The problem >> All of the entries are to be repeated exactly, with no pictures included.

Information shown >>
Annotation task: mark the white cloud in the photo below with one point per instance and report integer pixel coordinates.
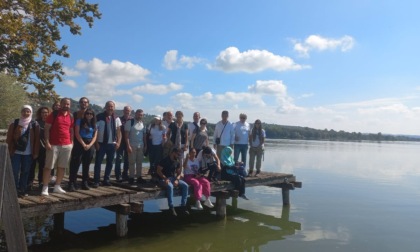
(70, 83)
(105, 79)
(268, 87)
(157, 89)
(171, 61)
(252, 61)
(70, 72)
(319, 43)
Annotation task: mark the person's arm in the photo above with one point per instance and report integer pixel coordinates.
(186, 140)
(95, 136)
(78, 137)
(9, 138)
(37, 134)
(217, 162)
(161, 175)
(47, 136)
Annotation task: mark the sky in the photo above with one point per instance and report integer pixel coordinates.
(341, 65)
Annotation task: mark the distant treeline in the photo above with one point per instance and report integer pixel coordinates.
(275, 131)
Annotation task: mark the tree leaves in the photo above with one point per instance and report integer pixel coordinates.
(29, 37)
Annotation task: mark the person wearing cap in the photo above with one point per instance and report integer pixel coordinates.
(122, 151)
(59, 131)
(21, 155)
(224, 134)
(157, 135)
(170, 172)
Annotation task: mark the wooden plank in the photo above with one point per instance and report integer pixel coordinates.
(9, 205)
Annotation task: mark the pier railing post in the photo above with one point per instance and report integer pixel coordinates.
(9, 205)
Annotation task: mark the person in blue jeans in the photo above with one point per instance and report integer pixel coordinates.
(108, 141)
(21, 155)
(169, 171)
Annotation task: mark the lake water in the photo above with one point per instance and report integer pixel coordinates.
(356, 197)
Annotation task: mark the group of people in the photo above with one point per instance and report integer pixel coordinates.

Your solution >>
Annotation task: mark the white cloud in the photo below with one point per instance and report integer pixel coordinates.
(70, 83)
(105, 79)
(268, 87)
(157, 89)
(171, 61)
(252, 61)
(70, 72)
(319, 43)
Annotation task: mark the person's arm in the photo above with one point per instance and report integer pixel coordinates.
(186, 140)
(95, 136)
(78, 137)
(9, 138)
(37, 134)
(217, 162)
(161, 175)
(47, 136)
Annotation task: mark the sky in the photo above with one point per instance and report integer pixel coordinates.
(341, 65)
Annotation task: mark the distant treeline in the photo above with one point per instance and report integer pixel coordinates.
(275, 131)
Annotation task: mark the tree leaves in the photo above with one point per instance and report integer pixel coordinates.
(29, 37)
Annotation task: mark the person wearing cap in the photo above with one point per instance and report integer pixel coordinates.
(122, 151)
(59, 131)
(21, 155)
(224, 134)
(157, 135)
(170, 172)
Annotation task: mark the wooden plank in the photo above with one point per instance and report integer pixel coordinates.
(9, 205)
Annotation task: mark the pier railing post in the photo above with one point per instance and report integer pixel coordinates.
(9, 205)
Annotation task: mark the person in blue jeans in the photo above with one point per instance and report integer pixel coordinates.
(108, 141)
(21, 155)
(169, 171)
Annotation task: mark the lake water in the photo above with one point per instance and report integer pixel coordinates.
(356, 197)
Annotation task: mark the group of people in the photo above with one point per instance and report integer pixel coordinates.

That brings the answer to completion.